• _Exercise_
Only a number is wanted here: the number of lines of the data that include "indicate".

** Source material follows **

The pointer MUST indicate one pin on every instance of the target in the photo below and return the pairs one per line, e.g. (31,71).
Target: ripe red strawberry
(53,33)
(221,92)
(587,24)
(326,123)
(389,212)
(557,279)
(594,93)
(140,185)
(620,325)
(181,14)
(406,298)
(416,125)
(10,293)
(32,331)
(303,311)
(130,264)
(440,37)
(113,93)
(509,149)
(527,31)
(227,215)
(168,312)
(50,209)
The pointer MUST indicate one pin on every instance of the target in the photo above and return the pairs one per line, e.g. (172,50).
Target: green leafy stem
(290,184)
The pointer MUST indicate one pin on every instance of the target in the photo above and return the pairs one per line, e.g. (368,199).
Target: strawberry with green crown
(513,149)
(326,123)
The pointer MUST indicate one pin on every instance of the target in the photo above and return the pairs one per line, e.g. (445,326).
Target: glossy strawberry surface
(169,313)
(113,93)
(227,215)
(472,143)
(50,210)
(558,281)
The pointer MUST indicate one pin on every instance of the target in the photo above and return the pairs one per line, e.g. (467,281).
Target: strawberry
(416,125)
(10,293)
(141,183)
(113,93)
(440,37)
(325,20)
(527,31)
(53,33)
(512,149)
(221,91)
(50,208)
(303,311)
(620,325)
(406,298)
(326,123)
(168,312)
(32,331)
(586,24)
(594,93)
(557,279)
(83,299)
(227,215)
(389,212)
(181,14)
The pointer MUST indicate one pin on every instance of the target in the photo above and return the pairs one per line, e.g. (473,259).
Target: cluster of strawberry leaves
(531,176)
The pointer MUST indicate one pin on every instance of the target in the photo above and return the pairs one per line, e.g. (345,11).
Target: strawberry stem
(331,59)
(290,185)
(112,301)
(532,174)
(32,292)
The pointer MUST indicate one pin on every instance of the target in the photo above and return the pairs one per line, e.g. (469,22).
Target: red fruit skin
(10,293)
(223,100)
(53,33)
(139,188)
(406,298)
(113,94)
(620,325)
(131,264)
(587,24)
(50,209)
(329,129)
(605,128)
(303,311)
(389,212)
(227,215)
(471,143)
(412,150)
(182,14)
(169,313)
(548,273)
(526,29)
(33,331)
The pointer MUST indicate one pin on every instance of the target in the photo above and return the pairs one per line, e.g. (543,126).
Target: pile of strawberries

** End of Source material **

• _Exercise solution_
9